**Task to carry out:**
Express every line of the records below as a Markdown table with two columns, Row and Record line, numbering each row and omitting blank lines. Leave the pictures out of the table.

**Records shown:**
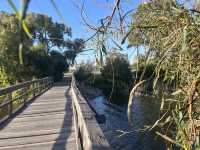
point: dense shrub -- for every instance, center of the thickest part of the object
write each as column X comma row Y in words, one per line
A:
column 83, row 72
column 117, row 78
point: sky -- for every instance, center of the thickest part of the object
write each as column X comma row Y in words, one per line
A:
column 95, row 10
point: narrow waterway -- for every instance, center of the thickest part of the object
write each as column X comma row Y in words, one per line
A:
column 145, row 111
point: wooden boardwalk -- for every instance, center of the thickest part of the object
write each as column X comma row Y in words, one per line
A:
column 45, row 124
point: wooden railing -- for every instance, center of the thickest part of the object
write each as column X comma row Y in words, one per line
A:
column 88, row 132
column 13, row 98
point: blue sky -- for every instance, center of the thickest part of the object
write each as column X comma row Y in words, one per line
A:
column 95, row 9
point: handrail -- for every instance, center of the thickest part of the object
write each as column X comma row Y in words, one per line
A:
column 17, row 96
column 88, row 132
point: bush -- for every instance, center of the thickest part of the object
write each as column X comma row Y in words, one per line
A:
column 116, row 65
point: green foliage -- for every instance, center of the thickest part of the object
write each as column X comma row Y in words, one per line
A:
column 38, row 54
column 73, row 49
column 83, row 73
column 171, row 32
column 117, row 78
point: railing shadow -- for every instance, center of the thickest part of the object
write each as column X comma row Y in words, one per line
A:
column 21, row 110
column 66, row 128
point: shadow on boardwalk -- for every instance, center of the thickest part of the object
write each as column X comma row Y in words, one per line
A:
column 66, row 129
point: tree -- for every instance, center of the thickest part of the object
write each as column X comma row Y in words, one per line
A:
column 117, row 77
column 73, row 49
column 47, row 32
column 170, row 31
column 40, row 59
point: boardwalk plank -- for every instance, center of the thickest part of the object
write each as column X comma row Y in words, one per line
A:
column 46, row 124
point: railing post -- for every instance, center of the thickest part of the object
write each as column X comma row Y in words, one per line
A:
column 24, row 95
column 10, row 104
column 34, row 88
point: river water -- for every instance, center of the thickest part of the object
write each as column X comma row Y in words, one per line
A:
column 145, row 111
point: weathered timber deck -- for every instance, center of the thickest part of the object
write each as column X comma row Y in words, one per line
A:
column 45, row 124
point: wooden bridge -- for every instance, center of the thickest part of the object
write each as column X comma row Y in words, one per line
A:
column 42, row 115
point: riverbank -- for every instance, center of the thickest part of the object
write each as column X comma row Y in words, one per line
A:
column 145, row 111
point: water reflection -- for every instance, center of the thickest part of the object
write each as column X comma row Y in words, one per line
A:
column 145, row 111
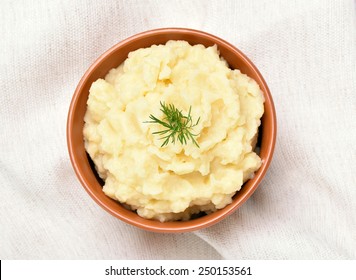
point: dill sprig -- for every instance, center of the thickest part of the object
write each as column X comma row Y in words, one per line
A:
column 177, row 126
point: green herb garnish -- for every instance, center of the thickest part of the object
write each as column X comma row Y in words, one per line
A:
column 177, row 125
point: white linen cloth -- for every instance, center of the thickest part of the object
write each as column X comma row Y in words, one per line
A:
column 305, row 207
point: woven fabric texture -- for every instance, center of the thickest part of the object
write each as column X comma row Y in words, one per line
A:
column 305, row 207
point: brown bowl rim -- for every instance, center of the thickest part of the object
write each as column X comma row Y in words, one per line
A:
column 176, row 226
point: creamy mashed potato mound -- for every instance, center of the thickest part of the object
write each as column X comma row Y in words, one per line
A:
column 175, row 181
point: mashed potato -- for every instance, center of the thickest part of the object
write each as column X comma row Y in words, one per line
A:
column 175, row 181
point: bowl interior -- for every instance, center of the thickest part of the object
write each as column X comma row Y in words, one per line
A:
column 113, row 58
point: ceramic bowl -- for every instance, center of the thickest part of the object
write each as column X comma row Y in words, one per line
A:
column 114, row 57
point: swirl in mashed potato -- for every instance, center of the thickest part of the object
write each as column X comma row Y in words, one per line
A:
column 175, row 181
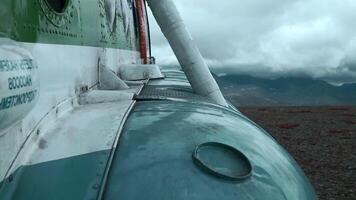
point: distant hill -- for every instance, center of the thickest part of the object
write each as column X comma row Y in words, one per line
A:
column 245, row 90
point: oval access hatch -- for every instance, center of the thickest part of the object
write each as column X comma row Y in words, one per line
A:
column 222, row 161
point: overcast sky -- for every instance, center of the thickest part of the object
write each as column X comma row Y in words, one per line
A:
column 316, row 38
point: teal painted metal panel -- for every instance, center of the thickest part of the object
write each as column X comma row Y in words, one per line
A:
column 155, row 161
column 72, row 178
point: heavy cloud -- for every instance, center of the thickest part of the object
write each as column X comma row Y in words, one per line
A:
column 315, row 38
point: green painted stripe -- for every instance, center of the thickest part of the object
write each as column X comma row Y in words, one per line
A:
column 83, row 23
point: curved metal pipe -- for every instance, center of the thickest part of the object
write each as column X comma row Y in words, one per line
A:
column 187, row 53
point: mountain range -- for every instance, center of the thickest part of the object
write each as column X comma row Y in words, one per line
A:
column 245, row 90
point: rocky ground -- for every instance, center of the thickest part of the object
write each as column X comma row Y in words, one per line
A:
column 321, row 139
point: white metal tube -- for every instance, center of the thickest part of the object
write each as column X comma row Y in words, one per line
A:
column 187, row 53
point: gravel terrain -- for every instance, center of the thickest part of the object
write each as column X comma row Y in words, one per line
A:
column 321, row 139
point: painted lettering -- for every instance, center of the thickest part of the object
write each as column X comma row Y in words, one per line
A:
column 16, row 100
column 19, row 82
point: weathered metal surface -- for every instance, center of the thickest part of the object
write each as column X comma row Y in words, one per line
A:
column 83, row 23
column 69, row 160
column 154, row 159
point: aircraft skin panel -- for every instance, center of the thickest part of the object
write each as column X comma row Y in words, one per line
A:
column 83, row 23
column 153, row 158
column 63, row 135
column 60, row 79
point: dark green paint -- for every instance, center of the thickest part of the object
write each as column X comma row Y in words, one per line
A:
column 83, row 22
column 154, row 158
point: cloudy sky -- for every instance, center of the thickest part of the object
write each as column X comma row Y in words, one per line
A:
column 271, row 38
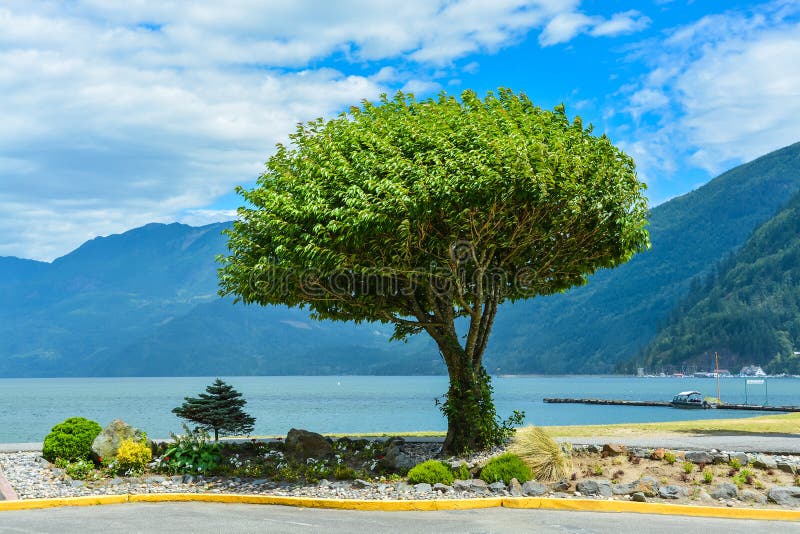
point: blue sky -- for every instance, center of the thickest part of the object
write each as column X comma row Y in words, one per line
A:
column 116, row 114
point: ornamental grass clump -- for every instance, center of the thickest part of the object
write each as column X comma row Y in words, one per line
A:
column 431, row 472
column 546, row 458
column 71, row 440
column 504, row 468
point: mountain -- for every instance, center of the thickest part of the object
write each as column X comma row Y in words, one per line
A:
column 591, row 329
column 748, row 309
column 144, row 302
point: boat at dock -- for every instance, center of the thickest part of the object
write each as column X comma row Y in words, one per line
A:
column 690, row 400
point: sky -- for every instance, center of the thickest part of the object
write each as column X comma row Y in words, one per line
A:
column 117, row 114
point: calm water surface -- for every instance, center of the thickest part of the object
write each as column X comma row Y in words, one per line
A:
column 30, row 407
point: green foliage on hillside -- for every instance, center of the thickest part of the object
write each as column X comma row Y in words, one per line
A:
column 144, row 303
column 748, row 308
column 618, row 312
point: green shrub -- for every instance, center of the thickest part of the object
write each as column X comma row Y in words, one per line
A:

**Exercise solution:**
| Row | Record line |
|---|---|
| 1 | point: dense shrub -- for every instance, center of the thickest part of the object |
| 2 | write each as column X comma row Y in words, one per line |
| 3 | A: |
| 4 | column 83, row 72 |
| 5 | column 117, row 78 |
| 6 | point: sky -- for every instance, center of the thickest part of the object |
| 7 | write each as column X comma row Y in words, one per line |
| 8 | A: |
| 9 | column 95, row 10 |
| 10 | point: narrow waterway -- for every instance, center of the thickest part of the object |
| 11 | write each as column X comma row Y in words, one per line |
| 12 | A: |
| 13 | column 145, row 111 |
| 14 | point: wooden boardwalk -- for every instance, center of the thickest part of the object |
| 15 | write each as column X comma row Y in words, one per line |
| 16 | A: |
| 17 | column 45, row 124 |
| 18 | point: wooden railing -- for every instance, center of the thickest part of the object |
| 19 | write each as column X comma row Y in words, one per line |
| 20 | A: |
| 21 | column 88, row 132 |
| 22 | column 13, row 98 |
| 23 | point: blue sky -- for every instance, center of the thickest part of the object |
| 24 | write each as column X comma row Y in words, one per line |
| 25 | A: |
| 26 | column 95, row 9 |
| 27 | point: handrail -- for every instance, center of the thickest part of the object |
| 28 | write each as column X comma row Y in words, one per line |
| 29 | A: |
| 30 | column 17, row 96 |
| 31 | column 88, row 132 |
| 32 | point: bush -- for every instance, center of the thickest part of the object |
| 33 | write each as column X comma row Y in words, one per line |
| 34 | A: |
| 35 | column 116, row 65 |
| 36 | point: green foliage -- for every instance, center of the thickest part of the object |
| 37 | write each as column X comma row Y in words, one per line |
| 38 | A: |
| 39 | column 38, row 54 |
| 40 | column 73, row 49 |
| 41 | column 83, row 73 |
| 42 | column 171, row 32 |
| 43 | column 117, row 78 |
| 44 | point: railing shadow -- for every instance, center of the thickest part of the object |
| 45 | write each as column X comma row Y in words, one per line |
| 46 | A: |
| 47 | column 21, row 110 |
| 48 | column 66, row 128 |
| 49 | point: shadow on boardwalk -- for every instance, center of the thickest part of the object |
| 50 | write each as column X comma row Y in words, one per line |
| 51 | A: |
| 52 | column 66, row 129 |
| 53 | point: tree -- for every instance, center of the thickest part of the object |
| 54 | write each as column X comma row Y in words, one per line |
| 55 | A: |
| 56 | column 117, row 77 |
| 57 | column 73, row 49 |
| 58 | column 47, row 32 |
| 59 | column 170, row 31 |
| 60 | column 40, row 59 |
| 61 | point: boardwalk plank -- for every instance, center of the thickest part of the object |
| 62 | write each as column X comma row Y in words, one per line |
| 63 | A: |
| 64 | column 46, row 124 |
| 65 | point: railing post -- for every instance, center of the thickest part of the object |
| 66 | write each as column X comma row Y in words, one per line |
| 67 | A: |
| 68 | column 24, row 95 |
| 69 | column 10, row 104 |
| 70 | column 34, row 88 |
| 71 | point: river water -- for every instance, center of the thickest part of the object |
| 72 | write each as column X comma row Y in words, one per line |
| 73 | A: |
| 74 | column 145, row 111 |
| 75 | point: weathered timber deck -- for every instance, center of the thickest part of the object |
| 76 | write each as column X comma row Y in words, one per line |
| 77 | A: |
| 78 | column 45, row 124 |
| 79 | point: wooden bridge -- for every instance, center of the thickest part of the object |
| 80 | write each as column X comma row Y in words, one per line |
| 81 | A: |
| 82 | column 42, row 115 |
| 83 | point: riverbank -- for every instance, center of the thickest part of the object |
| 84 | write each as column X comma row Y in words, one per line |
| 85 | A: |
| 86 | column 145, row 111 |
| 87 | point: water reflection -- for every instance, center of the thickest part of the object |
| 88 | write each as column X comma row Y in words, one per line |
| 89 | A: |
| 90 | column 145, row 111 |
| 91 | point: dill sprig -- for every instance, center of the thickest part of the object |
| 92 | write each as column X comma row Y in words, one per line |
| 93 | A: |
| 94 | column 177, row 126 |
| 95 | point: green herb garnish -- for every instance, center of the thickest part of the object |
| 96 | write each as column X comma row Y in words, one per line |
| 97 | A: |
| 98 | column 177, row 125 |
| 99 | point: white linen cloth -- for every instance, center of the thickest part of the object |
| 100 | write each as column X comma row Y in words, one per line |
| 101 | A: |
| 102 | column 305, row 207 |
| 103 | point: woven fabric texture -- for every instance, center of the thickest part of the object |
| 104 | write each as column X comma row Y in words, one per line |
| 105 | A: |
| 106 | column 305, row 207 |
| 107 | point: brown bowl rim -- for every instance, center of the thickest part of the object |
| 108 | write each as column X comma row Y in words, one per line |
| 109 | A: |
| 110 | column 176, row 226 |
| 111 | point: creamy mashed potato mound -- for every instance, center of the thickest part of the object |
| 112 | write each as column X comma row Y in words, one per line |
| 113 | A: |
| 114 | column 175, row 181 |
| 115 | point: mashed potato -- for every instance, center of the thickest part of the object |
| 116 | write each as column X comma row Y in words, one per line |
| 117 | A: |
| 118 | column 175, row 181 |
| 119 | point: bowl interior -- for every instance, center of the thickest part of the object |
| 120 | write each as column X comma row Y in words, one per line |
| 121 | A: |
| 122 | column 113, row 58 |
| 123 | point: ceramic bowl -- for every instance, center of the thickest part of the object |
| 124 | write each as column X comma row Y in words, one per line |
| 125 | A: |
| 126 | column 114, row 57 |
| 127 | point: swirl in mashed potato -- for every instance, center of the thickest part of the object |
| 128 | write each as column X comma row Y in words, one per line |
| 129 | A: |
| 130 | column 175, row 181 |
| 131 | point: distant hill -- for every instance, center of the thickest part of the object |
| 132 | write each as column X comma row Y in words, one per line |
| 133 | A: |
| 134 | column 245, row 90 |
| 135 | point: oval access hatch -- for every instance, center of the thickest part of the object |
| 136 | write each as column X comma row Y in words, one per line |
| 137 | A: |
| 138 | column 222, row 161 |
| 139 | point: overcast sky -- for every instance, center of the thickest part of the object |
| 140 | write each as column X comma row Y in words, one per line |
| 141 | A: |
| 142 | column 316, row 38 |
| 143 | point: teal painted metal panel -- for every instance, center of the thickest part of the object |
| 144 | write each as column X comma row Y in words, one per line |
| 145 | A: |
| 146 | column 155, row 161 |
| 147 | column 72, row 178 |
| 148 | point: heavy cloud -- for every instance, center of the thickest part of the object |
| 149 | write each as column X comma row Y in words, one per line |
| 150 | A: |
| 151 | column 315, row 38 |
| 152 | point: green painted stripe -- for every instance, center of the thickest part of the object |
| 153 | write each as column X comma row Y in words, one per line |
| 154 | A: |
| 155 | column 83, row 23 |
| 156 | point: curved metal pipe -- for every instance, center of the thickest part of the object |
| 157 | write each as column X comma row Y in words, one per line |
| 158 | A: |
| 159 | column 187, row 53 |
| 160 | point: mountain range -- for every instance, center of the thickest part of the object |
| 161 | write each as column X comma row Y in words, one per line |
| 162 | A: |
| 163 | column 245, row 90 |
| 164 | point: rocky ground -- for every instance, center of the thickest part of the object |
| 165 | write each as column X comma row Y in words, one per line |
| 166 | A: |
| 167 | column 321, row 139 |
| 168 | point: white metal tube -- for every instance, center of the thickest part of the object |
| 169 | write each as column X comma row Y in words, one per line |
| 170 | A: |
| 171 | column 187, row 53 |
| 172 | point: gravel terrain -- for every instance, center of the thickest part of the object |
| 173 | write each as column X comma row Y in words, one per line |
| 174 | A: |
| 175 | column 321, row 139 |
| 176 | point: painted lettering -- for every instance, center of the thickest part of the object |
| 177 | write each as column X comma row Y in words, one per line |
| 178 | A: |
| 179 | column 16, row 100 |
| 180 | column 19, row 82 |
| 181 | point: weathered metal surface -- for every instance, center of the thickest part of the object |
| 182 | write each as column X comma row Y in words, one per line |
| 183 | A: |
| 184 | column 83, row 23 |
| 185 | column 69, row 160 |
| 186 | column 154, row 159 |
| 187 | point: aircraft skin panel -- for every instance, center of the thickest part of the object |
| 188 | write each as column X comma row Y in words, one per line |
| 189 | A: |
| 190 | column 83, row 23 |
| 191 | column 153, row 158 |
| 192 | column 63, row 135 |
| 193 | column 60, row 79 |
| 194 | point: dark green paint -- for every instance, center of the thickest part of the object |
| 195 | write each as column X comma row Y in words, one per line |
| 196 | A: |
| 197 | column 83, row 22 |
| 198 | column 154, row 158 |
| 199 | point: cloudy sky -- for every instance, center of the thickest part of the object |
| 200 | write each as column X comma row Y in words, one per line |
| 201 | A: |
| 202 | column 271, row 38 |
| 203 | point: blue sky -- for every instance, center of the thickest part of the object |
| 204 | write each as column X comma row Y in words, one per line |
| 205 | A: |
| 206 | column 116, row 114 |
| 207 | point: ornamental grass clump -- for every instance, center of the thickest part of the object |
| 208 | write each as column X comma row Y in words, one per line |
| 209 | A: |
| 210 | column 431, row 472 |
| 211 | column 546, row 458 |
| 212 | column 71, row 440 |
| 213 | column 504, row 468 |
| 214 | point: mountain -- for every instance, center of the thickest part of the object |
| 215 | write each as column X comma row Y in words, one per line |
| 216 | A: |
| 217 | column 591, row 329 |
| 218 | column 748, row 309 |
| 219 | column 144, row 302 |
| 220 | point: boat at dock -- for every instance, center of the thickest part of the object |
| 221 | write each as column X comma row Y in words, one per line |
| 222 | A: |
| 223 | column 690, row 400 |
| 224 | point: sky -- for every instance, center of the thickest part of the object |
| 225 | write each as column X comma row Y in words, one per line |
| 226 | A: |
| 227 | column 117, row 114 |
| 228 | point: calm water surface -- for every instance, center of the thickest part of the object |
| 229 | write each as column X comma row Y in words, one per line |
| 230 | A: |
| 231 | column 30, row 407 |
| 232 | point: green foliage on hillside -- for every instance, center of the thickest part of the object |
| 233 | write each as column X comma row Y in words, one per line |
| 234 | A: |
| 235 | column 144, row 303 |
| 236 | column 748, row 308 |
| 237 | column 618, row 312 |
| 238 | point: green shrub -- for every instance, center of the thickest part of the object |
| 239 | write each as column X comma row Y in words, one per line |
| 240 | A: |